Object location annotation data:
[START]
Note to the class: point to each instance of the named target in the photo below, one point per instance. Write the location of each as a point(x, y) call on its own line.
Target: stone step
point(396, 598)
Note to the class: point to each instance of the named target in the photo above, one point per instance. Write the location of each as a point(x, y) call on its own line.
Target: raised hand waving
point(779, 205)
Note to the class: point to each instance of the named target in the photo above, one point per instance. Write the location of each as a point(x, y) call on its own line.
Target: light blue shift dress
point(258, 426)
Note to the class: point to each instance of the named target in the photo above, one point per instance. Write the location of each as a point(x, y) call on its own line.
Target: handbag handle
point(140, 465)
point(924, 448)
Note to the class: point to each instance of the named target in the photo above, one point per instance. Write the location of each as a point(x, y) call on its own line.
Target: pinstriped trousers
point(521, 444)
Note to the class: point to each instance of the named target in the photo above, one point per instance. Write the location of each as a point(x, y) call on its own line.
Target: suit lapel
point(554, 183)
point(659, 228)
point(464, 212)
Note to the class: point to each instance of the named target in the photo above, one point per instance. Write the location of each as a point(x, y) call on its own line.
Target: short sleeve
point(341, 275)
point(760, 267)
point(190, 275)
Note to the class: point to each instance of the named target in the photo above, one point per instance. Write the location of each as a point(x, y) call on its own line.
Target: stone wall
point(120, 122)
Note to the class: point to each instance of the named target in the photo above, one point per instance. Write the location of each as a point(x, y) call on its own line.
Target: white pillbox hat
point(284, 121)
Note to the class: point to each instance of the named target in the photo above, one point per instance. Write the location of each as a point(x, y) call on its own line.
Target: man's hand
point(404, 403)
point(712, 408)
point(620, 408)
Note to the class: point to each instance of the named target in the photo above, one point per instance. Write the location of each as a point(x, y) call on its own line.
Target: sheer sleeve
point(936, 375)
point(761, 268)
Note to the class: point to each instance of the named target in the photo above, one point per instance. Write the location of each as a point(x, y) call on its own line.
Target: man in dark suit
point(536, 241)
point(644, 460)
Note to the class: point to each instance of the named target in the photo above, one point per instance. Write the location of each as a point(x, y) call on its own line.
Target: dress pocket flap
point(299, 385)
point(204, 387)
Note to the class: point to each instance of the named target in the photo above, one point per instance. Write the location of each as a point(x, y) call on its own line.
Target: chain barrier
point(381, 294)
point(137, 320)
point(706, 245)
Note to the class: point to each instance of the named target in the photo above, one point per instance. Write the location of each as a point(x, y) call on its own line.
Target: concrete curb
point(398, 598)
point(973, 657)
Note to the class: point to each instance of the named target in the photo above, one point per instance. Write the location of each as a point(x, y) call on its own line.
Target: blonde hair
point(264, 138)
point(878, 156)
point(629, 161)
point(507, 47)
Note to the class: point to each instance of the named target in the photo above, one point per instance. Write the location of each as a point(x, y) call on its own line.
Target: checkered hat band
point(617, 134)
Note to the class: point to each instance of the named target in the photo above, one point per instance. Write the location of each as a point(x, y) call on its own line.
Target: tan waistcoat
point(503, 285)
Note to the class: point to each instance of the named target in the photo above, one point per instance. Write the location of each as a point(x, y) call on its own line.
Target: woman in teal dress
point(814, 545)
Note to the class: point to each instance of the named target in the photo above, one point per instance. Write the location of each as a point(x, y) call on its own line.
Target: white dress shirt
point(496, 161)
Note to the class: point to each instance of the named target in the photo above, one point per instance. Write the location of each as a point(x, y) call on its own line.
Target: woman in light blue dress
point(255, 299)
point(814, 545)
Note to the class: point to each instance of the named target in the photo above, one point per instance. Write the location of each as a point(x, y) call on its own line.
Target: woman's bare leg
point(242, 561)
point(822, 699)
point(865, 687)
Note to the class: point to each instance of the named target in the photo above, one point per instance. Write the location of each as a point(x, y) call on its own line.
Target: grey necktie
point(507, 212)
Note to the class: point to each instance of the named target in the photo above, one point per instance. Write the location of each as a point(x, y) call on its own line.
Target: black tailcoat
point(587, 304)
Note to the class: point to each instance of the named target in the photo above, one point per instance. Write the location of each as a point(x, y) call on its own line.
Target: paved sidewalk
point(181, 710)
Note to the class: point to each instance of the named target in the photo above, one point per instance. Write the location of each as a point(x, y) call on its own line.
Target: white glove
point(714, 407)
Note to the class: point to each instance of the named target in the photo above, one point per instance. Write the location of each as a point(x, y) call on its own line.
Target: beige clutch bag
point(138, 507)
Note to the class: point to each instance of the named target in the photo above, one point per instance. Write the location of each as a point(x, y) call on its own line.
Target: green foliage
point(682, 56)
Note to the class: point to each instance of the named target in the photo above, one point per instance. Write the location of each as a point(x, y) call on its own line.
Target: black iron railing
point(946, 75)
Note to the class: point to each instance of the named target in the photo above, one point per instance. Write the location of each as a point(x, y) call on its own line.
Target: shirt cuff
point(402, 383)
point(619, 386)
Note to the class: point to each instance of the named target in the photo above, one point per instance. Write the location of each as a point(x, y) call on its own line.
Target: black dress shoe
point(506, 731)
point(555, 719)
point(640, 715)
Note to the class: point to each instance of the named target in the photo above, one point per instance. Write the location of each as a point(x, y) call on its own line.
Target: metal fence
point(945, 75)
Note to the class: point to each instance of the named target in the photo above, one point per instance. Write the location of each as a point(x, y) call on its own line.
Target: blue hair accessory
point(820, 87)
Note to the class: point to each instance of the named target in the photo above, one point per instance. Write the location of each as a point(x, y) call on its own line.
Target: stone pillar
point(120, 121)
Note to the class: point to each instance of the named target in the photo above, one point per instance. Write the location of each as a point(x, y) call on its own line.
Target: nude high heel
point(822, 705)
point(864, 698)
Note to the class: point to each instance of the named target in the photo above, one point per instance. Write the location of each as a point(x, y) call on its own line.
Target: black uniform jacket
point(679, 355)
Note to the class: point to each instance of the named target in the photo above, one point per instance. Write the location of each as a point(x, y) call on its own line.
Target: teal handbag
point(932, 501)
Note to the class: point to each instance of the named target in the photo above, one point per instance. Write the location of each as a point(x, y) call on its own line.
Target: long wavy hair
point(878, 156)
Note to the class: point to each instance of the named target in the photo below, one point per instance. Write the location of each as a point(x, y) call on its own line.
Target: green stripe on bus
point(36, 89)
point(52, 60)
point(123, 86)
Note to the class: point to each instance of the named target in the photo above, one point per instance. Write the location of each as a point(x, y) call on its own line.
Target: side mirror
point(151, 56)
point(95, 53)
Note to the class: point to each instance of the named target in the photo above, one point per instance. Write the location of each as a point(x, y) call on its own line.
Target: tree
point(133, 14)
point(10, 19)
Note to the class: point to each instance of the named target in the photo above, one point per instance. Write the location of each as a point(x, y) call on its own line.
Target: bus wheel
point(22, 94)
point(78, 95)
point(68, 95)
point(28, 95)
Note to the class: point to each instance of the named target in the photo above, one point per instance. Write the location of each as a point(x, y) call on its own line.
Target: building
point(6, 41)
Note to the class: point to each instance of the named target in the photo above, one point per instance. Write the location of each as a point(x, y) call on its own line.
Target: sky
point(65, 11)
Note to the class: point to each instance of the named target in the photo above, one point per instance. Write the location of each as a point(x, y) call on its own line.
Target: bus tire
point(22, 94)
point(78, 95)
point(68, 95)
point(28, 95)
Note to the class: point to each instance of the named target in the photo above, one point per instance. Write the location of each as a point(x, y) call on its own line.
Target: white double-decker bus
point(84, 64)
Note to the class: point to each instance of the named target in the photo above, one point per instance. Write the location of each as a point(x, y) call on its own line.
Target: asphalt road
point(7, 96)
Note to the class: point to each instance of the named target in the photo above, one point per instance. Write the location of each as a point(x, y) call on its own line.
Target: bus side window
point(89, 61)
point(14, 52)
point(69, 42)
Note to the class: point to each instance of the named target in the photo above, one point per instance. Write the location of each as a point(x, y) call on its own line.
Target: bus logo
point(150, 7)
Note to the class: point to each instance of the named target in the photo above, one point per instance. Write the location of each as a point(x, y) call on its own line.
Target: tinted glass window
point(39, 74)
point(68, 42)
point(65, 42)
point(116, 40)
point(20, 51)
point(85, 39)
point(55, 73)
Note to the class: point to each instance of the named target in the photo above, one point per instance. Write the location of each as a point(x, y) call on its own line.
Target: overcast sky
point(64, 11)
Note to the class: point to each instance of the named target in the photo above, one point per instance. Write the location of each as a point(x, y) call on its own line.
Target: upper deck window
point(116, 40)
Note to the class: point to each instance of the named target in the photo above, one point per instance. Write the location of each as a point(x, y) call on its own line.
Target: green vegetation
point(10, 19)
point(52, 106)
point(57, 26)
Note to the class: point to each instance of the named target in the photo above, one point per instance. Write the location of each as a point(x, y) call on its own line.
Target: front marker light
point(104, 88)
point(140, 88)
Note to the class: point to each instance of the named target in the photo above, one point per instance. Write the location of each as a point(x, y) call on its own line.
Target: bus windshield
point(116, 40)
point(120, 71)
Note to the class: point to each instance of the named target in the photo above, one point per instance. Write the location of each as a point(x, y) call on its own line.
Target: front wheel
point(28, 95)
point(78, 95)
[END]
— INSTRUCTIONS FOR THE TASK —
Extract every line of the data above that contains the string "window", matching case exactly.

— SOLUTION TO THIS TASK —
Target: bus side window
Target: tinted glass window
Target: upper deck window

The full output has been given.